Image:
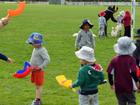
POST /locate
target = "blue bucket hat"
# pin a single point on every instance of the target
(35, 38)
(86, 21)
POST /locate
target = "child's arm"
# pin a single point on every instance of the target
(44, 54)
(80, 81)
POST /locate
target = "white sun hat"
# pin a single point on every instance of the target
(125, 46)
(86, 53)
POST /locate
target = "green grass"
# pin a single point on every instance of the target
(57, 23)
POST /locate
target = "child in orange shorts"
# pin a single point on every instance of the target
(39, 60)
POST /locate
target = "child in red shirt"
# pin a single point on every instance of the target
(127, 24)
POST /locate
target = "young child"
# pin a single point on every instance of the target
(102, 24)
(89, 77)
(5, 58)
(119, 22)
(136, 53)
(4, 21)
(39, 60)
(85, 37)
(127, 24)
(122, 72)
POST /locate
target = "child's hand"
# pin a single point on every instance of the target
(10, 61)
(35, 68)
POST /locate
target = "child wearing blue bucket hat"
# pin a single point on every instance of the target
(85, 35)
(39, 60)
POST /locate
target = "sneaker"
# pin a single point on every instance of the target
(36, 102)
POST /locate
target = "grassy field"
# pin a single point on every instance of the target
(57, 24)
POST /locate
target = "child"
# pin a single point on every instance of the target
(102, 24)
(5, 58)
(119, 22)
(39, 60)
(127, 24)
(89, 77)
(123, 69)
(136, 53)
(4, 21)
(85, 37)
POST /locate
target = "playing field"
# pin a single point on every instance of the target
(57, 24)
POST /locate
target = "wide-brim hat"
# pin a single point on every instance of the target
(125, 46)
(86, 21)
(86, 53)
(35, 39)
(137, 34)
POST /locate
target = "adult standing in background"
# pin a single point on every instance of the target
(110, 15)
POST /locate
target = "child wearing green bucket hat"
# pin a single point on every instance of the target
(89, 77)
(39, 60)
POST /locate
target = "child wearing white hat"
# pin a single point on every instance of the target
(89, 77)
(39, 61)
(123, 68)
(85, 35)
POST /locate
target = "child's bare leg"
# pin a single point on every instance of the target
(39, 92)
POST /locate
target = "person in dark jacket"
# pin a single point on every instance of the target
(110, 15)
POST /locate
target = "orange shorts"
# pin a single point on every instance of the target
(37, 77)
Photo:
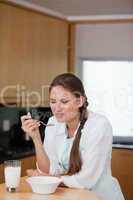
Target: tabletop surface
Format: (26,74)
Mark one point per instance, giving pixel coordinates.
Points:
(62,193)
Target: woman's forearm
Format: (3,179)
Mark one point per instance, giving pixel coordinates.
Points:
(41,156)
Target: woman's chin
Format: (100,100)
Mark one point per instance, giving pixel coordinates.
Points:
(60,119)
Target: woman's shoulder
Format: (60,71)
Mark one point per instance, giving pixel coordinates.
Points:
(97,125)
(96,118)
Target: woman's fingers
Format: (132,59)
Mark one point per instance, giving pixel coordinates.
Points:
(33,172)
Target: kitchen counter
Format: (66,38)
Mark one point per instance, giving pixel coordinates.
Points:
(24,192)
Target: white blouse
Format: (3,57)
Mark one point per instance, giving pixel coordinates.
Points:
(95,148)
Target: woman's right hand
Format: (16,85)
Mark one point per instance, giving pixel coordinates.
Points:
(30,126)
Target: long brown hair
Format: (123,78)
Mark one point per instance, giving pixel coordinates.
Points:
(73,84)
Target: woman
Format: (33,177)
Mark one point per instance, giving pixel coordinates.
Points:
(78,144)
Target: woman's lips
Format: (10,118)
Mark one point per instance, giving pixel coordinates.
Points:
(59,115)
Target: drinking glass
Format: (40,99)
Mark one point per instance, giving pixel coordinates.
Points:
(12,172)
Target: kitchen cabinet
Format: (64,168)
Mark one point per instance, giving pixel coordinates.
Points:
(26,163)
(33,50)
(122,169)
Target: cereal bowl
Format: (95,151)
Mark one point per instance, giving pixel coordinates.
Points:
(43,184)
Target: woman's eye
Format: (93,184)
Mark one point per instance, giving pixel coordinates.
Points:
(65,101)
(52,102)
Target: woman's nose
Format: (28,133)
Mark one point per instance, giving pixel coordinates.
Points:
(58,107)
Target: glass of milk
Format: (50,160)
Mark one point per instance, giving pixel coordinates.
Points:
(12,171)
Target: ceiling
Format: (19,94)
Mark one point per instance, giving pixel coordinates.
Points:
(81,8)
(87,7)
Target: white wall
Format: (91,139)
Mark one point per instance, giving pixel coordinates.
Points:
(103,41)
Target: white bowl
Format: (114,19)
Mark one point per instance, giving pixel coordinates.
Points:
(43,184)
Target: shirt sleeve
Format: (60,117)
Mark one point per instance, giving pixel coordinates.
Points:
(49,146)
(96,156)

^^^^^^^^^^^^^^^^

Action item =>
In the listing above, find the line containing "Format: (3,179)", then reproduce it and each line after it through the end, exactly and with nothing added.

Response to this exercise =>
Format: (3,179)
Mark one point per instance, giving pixel coordinates.
Points:
(41,156)
Target: woman's chin
Format: (100,100)
Mark one point per instance, giving pixel coordinates.
Points:
(60,119)
Target: woman's shoulder
Format: (60,71)
Mark one point per instance, giving pixel coordinates.
Points:
(97,125)
(96,118)
Target: woman's fingers
Format: (132,59)
Mark one point per instance, giving pixel coordinates.
Points:
(33,172)
Target: kitchen counter
Format: (66,38)
Mark one point per instance, giving pixel coordinates.
Points:
(24,192)
Target: white blouse
Format: (3,57)
Mark one point per instance, giving pixel coordinates.
Points:
(95,148)
Target: woman's right hand
Format: (16,85)
Mark one point per instance, giving pixel coordinates.
Points:
(30,126)
Target: long brown hair
Format: (123,78)
Mark one point per instance, giving pixel coordinates.
Points:
(73,84)
Target: woman
Format: (33,177)
Mark one point per instance, giving pixel coordinates.
Points:
(78,144)
Target: woman's lips
Format: (10,118)
Mark one point per instance, giving pixel coordinates.
Points:
(59,115)
Target: drinking glass
Format: (40,99)
Mark one point per instance, giving pixel coordinates.
Points:
(12,172)
Target: kitchen cabinet
Format: (64,168)
Mark one point per instance, giving pixel coordinates.
Points:
(26,163)
(33,50)
(122,169)
Target: cereal bowl
Format: (95,151)
Mark one point per instance, giving pixel coordinates.
Points:
(43,184)
Target: woman's eye
Format: (93,184)
Mark one point per instance, giving pixel coordinates.
Points:
(65,101)
(52,102)
Target: woman's nose
Format: (28,133)
Mark one point per instance, giving pixel coordinates.
Points:
(58,107)
Target: glass of milk
Format: (50,160)
Mark one point per instance, giving pixel coordinates.
Points:
(12,171)
Target: ceiling
Format: (19,94)
Mark one point per instance, giving pixel coordinates.
Points:
(81,8)
(87,7)
Target: white wall
Format: (91,139)
Mark one point per instance, giving pixel coordinates.
Points:
(103,41)
Target: white bowl
Format: (114,19)
Mark one point per instance, giving pixel coordinates.
Points:
(43,184)
Target: shirt sleeve
Format: (60,117)
Mark one point per instance, giving pixel coordinates.
Points:
(49,146)
(96,156)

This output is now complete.